_Task goal_
Put the stretch from the line containing "One keypoint belongs on each instance. Indicate the boulder" through the line containing "One keypoint belongs on each instance. Indicate the rocky" into a Markdown table with the columns Row and Line. Number each line in order, one per row, and leave out blank lines.

_Dataset content_
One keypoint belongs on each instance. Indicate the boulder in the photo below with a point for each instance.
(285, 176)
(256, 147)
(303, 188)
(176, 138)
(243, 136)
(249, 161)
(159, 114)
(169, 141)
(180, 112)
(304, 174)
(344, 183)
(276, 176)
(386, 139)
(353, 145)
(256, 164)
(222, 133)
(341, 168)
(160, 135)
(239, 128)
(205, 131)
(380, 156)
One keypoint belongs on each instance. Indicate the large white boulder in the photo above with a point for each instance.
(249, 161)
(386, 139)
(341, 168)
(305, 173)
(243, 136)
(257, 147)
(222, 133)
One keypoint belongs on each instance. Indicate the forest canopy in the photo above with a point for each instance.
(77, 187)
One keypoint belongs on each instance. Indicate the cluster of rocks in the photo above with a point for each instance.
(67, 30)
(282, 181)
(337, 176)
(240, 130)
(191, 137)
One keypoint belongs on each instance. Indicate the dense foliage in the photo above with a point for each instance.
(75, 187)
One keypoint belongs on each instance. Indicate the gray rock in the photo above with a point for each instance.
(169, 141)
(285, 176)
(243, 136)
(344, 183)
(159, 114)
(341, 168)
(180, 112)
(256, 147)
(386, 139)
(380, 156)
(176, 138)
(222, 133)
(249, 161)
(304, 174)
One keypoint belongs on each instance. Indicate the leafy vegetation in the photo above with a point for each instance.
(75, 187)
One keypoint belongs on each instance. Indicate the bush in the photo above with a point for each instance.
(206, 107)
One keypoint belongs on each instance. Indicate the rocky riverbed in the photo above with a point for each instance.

--

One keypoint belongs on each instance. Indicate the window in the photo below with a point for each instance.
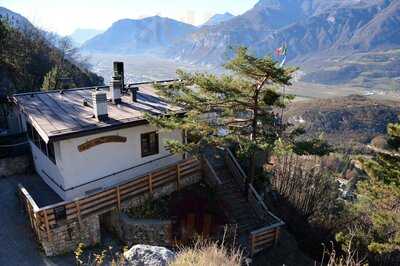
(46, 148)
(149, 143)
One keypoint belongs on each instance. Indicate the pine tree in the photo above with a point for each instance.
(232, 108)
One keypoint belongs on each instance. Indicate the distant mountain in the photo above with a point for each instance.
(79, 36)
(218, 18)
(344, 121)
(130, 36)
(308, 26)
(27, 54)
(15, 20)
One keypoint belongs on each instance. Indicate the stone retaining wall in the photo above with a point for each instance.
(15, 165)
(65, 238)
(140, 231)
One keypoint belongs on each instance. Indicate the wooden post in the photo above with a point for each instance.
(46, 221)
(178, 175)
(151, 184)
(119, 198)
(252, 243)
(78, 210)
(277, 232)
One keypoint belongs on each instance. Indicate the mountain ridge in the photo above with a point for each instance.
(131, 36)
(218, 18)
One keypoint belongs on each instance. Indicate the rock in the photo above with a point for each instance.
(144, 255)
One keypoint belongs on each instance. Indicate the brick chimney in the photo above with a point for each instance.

_Complete answer_
| Row | Line |
|---|---|
| 1 | One keypoint belongs on each instance. Indicate the boulder in the photo below with a point for each instance. |
| 2 | (285, 176) |
| 3 | (256, 147) |
| 4 | (303, 188) |
| 5 | (176, 138) |
| 6 | (243, 136) |
| 7 | (249, 161) |
| 8 | (159, 114) |
| 9 | (169, 141) |
| 10 | (180, 112) |
| 11 | (304, 174) |
| 12 | (344, 183) |
| 13 | (276, 176) |
| 14 | (386, 139) |
| 15 | (353, 145) |
| 16 | (256, 164) |
| 17 | (222, 133) |
| 18 | (341, 168) |
| 19 | (160, 135) |
| 20 | (239, 128) |
| 21 | (205, 131) |
| 22 | (380, 156) |
| 23 | One keypoint belongs on each instance. Indicate the large white boulder in the photo above with a point for each instance. |
| 24 | (249, 161) |
| 25 | (386, 139) |
| 26 | (341, 168) |
| 27 | (305, 173) |
| 28 | (243, 136) |
| 29 | (257, 147) |
| 30 | (222, 133) |
| 31 | One keypoint belongs on each instance. Indicate the forest canopy in the photo above with a point for each instance. |
| 32 | (77, 187) |
| 33 | One keypoint belongs on each instance. Indicate the cluster of rocks in the photo above with a point for each instance. |
| 34 | (67, 30) |
| 35 | (282, 181) |
| 36 | (337, 176) |
| 37 | (240, 130) |
| 38 | (191, 137) |
| 39 | One keypoint belongs on each instance. Indicate the dense foliage in the photo above with a point for each instance. |
| 40 | (75, 187) |
| 41 | One keypoint belongs on each instance. Indicate the gray rock in the photo above with a point for each instance. |
| 42 | (169, 141) |
| 43 | (285, 176) |
| 44 | (243, 136) |
| 45 | (344, 183) |
| 46 | (159, 114) |
| 47 | (341, 168) |
| 48 | (180, 112) |
| 49 | (256, 147) |
| 50 | (386, 139) |
| 51 | (380, 156) |
| 52 | (176, 138) |
| 53 | (222, 133) |
| 54 | (249, 161) |
| 55 | (304, 174) |
| 56 | One keypoint belongs on each instance. Indicate the leafy vegetation in the photo above with a point for each instance. |
| 57 | (75, 187) |
| 58 | One keypoint belongs on each instance. Indicate the bush in the photo above with a point for each instance. |
| 59 | (206, 107) |
| 60 | One keypoint belongs on each instance. Indicate the rocky riverbed in the photo above with a point for each instance. |